» **YOUR OBJECTIVE**: How many lines below contain the string "tower"? Reply with the number alone.

■ ■ ■ ■ ■

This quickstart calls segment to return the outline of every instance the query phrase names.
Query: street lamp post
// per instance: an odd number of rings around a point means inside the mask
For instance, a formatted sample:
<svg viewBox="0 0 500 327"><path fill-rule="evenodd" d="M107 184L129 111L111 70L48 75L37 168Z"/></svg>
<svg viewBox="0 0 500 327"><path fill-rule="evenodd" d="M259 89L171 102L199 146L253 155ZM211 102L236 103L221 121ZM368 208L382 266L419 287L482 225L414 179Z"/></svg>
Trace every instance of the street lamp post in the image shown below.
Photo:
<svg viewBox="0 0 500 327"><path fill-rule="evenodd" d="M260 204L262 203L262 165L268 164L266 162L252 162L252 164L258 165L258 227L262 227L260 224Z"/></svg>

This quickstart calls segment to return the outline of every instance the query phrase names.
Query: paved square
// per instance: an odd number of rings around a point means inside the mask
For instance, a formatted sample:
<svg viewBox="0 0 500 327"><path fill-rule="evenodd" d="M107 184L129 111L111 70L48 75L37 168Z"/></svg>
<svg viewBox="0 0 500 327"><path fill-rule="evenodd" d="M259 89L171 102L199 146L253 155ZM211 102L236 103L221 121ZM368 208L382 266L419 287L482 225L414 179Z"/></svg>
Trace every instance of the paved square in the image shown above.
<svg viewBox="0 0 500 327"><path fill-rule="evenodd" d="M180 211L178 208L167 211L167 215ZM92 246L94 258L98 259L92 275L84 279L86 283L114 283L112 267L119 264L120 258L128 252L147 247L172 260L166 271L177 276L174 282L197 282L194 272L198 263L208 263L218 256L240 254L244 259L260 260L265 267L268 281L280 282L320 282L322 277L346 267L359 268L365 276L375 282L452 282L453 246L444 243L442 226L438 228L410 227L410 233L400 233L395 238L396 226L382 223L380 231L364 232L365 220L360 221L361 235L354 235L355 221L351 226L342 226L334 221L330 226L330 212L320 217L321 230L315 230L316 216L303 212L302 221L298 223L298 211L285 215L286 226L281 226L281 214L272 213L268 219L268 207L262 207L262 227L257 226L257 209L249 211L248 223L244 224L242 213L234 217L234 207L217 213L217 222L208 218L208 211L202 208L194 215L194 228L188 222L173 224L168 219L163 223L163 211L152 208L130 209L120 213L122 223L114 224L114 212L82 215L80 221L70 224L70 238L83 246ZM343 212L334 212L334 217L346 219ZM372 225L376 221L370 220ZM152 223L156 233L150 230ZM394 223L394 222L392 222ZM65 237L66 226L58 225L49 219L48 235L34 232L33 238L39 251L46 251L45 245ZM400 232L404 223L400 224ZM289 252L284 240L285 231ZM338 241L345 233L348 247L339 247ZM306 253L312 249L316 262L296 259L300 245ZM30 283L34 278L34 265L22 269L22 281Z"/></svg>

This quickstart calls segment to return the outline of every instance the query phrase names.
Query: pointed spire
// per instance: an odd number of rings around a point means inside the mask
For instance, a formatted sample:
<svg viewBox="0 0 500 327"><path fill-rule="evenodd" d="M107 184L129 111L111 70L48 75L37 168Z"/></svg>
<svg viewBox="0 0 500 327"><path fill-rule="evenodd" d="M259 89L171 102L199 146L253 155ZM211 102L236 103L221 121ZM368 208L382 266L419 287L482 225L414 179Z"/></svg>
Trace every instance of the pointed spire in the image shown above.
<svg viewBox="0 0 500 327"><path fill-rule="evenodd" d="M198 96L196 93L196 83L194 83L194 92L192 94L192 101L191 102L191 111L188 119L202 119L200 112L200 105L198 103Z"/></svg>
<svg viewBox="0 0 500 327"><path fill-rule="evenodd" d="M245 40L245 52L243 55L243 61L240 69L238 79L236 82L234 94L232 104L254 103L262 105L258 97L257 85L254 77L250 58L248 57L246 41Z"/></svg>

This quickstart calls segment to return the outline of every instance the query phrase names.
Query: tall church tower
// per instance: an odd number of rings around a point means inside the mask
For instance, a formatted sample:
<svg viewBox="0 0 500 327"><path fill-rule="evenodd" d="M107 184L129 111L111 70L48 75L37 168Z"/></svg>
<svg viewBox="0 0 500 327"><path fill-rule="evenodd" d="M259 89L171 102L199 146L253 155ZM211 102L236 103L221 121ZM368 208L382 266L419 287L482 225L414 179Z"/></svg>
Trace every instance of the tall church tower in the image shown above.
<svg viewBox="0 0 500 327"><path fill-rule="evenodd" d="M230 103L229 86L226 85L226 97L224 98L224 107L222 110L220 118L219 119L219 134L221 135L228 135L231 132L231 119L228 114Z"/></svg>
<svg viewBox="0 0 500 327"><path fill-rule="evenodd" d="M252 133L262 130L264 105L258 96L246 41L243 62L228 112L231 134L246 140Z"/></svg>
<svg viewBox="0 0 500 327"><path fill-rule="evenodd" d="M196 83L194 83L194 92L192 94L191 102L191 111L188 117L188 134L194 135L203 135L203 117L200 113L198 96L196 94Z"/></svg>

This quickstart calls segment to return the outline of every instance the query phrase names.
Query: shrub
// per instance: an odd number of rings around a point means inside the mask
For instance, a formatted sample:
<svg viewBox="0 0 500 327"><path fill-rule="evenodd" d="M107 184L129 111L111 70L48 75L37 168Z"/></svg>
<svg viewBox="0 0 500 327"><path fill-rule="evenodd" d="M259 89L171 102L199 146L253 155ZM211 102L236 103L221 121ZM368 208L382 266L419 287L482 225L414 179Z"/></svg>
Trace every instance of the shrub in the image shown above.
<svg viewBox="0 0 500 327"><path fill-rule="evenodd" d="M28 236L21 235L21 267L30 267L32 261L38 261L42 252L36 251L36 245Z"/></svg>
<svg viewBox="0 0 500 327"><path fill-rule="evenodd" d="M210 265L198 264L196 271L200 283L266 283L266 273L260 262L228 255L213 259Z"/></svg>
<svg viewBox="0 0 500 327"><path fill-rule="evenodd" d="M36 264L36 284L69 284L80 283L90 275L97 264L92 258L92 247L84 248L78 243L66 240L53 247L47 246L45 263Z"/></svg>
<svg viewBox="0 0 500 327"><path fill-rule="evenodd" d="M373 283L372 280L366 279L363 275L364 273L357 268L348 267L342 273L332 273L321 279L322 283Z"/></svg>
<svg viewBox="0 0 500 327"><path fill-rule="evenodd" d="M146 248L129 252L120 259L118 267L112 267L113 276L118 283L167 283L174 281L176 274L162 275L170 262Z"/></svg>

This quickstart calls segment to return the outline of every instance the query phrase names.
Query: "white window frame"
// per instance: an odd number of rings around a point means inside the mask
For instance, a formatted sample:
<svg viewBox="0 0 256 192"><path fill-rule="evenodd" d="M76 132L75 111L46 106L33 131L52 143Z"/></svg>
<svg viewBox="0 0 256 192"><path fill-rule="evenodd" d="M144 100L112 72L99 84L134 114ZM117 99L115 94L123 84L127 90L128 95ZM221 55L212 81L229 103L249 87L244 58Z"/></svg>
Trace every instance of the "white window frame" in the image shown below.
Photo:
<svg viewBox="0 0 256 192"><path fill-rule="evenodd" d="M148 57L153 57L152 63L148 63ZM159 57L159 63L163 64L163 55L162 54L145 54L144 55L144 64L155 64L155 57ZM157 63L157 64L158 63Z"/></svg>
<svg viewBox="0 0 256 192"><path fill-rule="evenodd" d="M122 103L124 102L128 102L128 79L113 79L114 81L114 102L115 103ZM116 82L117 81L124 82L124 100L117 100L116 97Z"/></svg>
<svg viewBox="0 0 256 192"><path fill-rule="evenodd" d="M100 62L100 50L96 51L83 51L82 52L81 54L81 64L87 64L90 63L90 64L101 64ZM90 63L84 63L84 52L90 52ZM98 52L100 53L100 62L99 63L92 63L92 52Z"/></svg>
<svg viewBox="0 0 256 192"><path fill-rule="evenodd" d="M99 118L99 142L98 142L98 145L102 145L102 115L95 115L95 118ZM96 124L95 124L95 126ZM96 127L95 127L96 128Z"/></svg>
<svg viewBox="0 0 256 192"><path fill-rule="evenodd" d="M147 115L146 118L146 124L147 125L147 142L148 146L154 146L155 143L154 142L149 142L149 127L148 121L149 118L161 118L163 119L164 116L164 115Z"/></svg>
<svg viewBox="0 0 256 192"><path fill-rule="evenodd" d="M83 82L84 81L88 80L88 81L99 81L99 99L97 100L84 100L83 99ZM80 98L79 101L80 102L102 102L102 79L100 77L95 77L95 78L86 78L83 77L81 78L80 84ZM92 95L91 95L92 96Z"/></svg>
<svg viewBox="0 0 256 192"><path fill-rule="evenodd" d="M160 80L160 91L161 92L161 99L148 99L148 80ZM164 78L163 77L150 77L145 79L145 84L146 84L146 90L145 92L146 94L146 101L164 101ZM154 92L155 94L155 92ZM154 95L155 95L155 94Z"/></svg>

■ ■ ■ ■ ■

» **CORRECT RESULT**: 2